Convert the listing below into a two-column CSV with the headers input and output, one row per entry: put the full request text in input and its answer in output, each as a single quoted field with line breaks replaced by spaces.

■ ■ ■

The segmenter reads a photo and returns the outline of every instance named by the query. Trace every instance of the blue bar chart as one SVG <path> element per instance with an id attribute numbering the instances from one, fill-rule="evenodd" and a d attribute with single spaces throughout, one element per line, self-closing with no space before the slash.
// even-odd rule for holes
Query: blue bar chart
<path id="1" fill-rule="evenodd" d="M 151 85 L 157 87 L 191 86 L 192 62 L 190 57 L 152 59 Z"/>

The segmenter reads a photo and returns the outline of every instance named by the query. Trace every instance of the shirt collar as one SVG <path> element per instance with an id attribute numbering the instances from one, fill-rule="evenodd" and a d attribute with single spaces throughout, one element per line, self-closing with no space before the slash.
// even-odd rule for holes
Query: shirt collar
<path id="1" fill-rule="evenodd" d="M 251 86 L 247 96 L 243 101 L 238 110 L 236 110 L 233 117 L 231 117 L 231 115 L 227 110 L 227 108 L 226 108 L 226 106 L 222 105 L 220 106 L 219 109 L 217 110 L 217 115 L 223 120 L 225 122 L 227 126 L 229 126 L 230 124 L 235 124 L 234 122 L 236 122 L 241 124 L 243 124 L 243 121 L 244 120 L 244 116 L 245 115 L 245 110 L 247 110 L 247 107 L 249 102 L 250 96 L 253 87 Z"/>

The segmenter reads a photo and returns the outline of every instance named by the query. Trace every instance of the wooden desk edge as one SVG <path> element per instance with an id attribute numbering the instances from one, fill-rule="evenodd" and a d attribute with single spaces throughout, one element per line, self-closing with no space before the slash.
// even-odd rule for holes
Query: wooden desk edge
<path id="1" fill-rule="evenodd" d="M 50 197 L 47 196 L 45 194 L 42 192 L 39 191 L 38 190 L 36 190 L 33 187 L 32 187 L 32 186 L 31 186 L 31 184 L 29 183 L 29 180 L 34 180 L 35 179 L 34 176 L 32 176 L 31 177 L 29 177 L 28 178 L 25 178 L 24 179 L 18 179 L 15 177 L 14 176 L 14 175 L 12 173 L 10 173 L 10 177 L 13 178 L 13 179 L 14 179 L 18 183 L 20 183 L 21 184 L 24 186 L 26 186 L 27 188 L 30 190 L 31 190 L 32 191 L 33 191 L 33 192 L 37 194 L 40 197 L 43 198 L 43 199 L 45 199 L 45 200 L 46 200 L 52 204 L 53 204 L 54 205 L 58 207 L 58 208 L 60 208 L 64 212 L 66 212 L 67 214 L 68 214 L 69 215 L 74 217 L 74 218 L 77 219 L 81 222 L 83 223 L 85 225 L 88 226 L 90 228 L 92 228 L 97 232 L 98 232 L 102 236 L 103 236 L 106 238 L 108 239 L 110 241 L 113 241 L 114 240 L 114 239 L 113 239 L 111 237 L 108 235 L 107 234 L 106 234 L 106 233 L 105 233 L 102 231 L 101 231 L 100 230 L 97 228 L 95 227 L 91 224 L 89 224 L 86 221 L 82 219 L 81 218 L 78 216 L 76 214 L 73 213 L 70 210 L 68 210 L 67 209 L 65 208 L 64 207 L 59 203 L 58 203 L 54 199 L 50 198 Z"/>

■ ■ ■

**Result below**
input,output
"The segmenter reads a photo and returns the outline of every instance named by the query. Trace every instance of the blue bar chart as one SVG <path> element per instance with an id attribute numbering the instances from one, fill-rule=""evenodd"" and a d attribute with single spaces throughout, one element per line, self-closing with no space before the slash. // even-odd rule for holes Query: blue bar chart","<path id=""1"" fill-rule=""evenodd"" d=""M 151 85 L 157 87 L 191 86 L 192 62 L 190 57 L 152 59 Z""/>"
"The segmenter reads a photo and returns the outline of every instance named by the query. Trace every instance of the shirt collar as one SVG <path> element per instance with an id attribute numbering the instances from one, fill-rule=""evenodd"" and a d attribute with single spaces throughout, one element per line, self-closing with no space before the slash. // even-odd rule for holes Query: shirt collar","<path id=""1"" fill-rule=""evenodd"" d=""M 251 86 L 247 96 L 243 101 L 238 110 L 236 110 L 233 117 L 231 117 L 231 115 L 227 110 L 227 108 L 226 108 L 226 106 L 222 105 L 220 106 L 219 109 L 217 110 L 217 115 L 223 120 L 225 122 L 227 126 L 229 126 L 230 124 L 235 124 L 234 122 L 236 122 L 241 124 L 243 124 L 243 121 L 244 120 L 244 116 L 245 115 L 245 110 L 247 110 L 247 107 L 249 102 L 250 96 L 253 87 Z""/>"
"The segmenter reads a photo and returns the outline of every instance named by the query. Trace every instance of the wooden desk edge as one SVG <path> element per instance with an id attribute numbering the instances from one, fill-rule=""evenodd"" and a d attribute with single spaces throughout, one element per line, self-closing with no space before the slash. // even-odd rule for holes Query: wooden desk edge","<path id=""1"" fill-rule=""evenodd"" d=""M 50 197 L 47 196 L 45 194 L 42 192 L 39 191 L 38 190 L 36 190 L 33 187 L 32 187 L 32 186 L 31 186 L 31 184 L 29 183 L 29 180 L 34 180 L 35 179 L 34 176 L 32 176 L 31 177 L 29 177 L 28 178 L 25 178 L 24 179 L 18 179 L 15 177 L 14 176 L 14 175 L 12 173 L 10 173 L 10 177 L 13 178 L 13 179 L 14 179 L 18 183 L 20 183 L 21 184 L 24 186 L 26 186 L 27 188 L 30 190 L 31 190 L 32 191 L 33 191 L 33 192 L 37 194 L 40 197 L 43 198 L 43 199 L 45 199 L 45 200 L 46 200 L 52 204 L 53 204 L 54 205 L 58 207 L 58 208 L 60 208 L 64 212 L 66 212 L 67 214 L 68 214 L 69 215 L 74 217 L 74 218 L 77 219 L 81 222 L 83 223 L 85 225 L 88 226 L 90 228 L 92 228 L 97 232 L 98 232 L 102 236 L 103 236 L 106 238 L 108 239 L 110 241 L 113 241 L 114 240 L 114 239 L 113 239 L 111 237 L 108 235 L 107 234 L 106 234 L 106 233 L 105 233 L 102 231 L 101 231 L 100 230 L 97 228 L 95 227 L 91 224 L 89 224 L 86 221 L 82 219 L 81 218 L 78 216 L 76 214 L 73 213 L 70 210 L 68 210 L 67 209 L 65 208 L 64 207 L 59 203 L 58 203 L 54 199 L 50 198 Z""/>"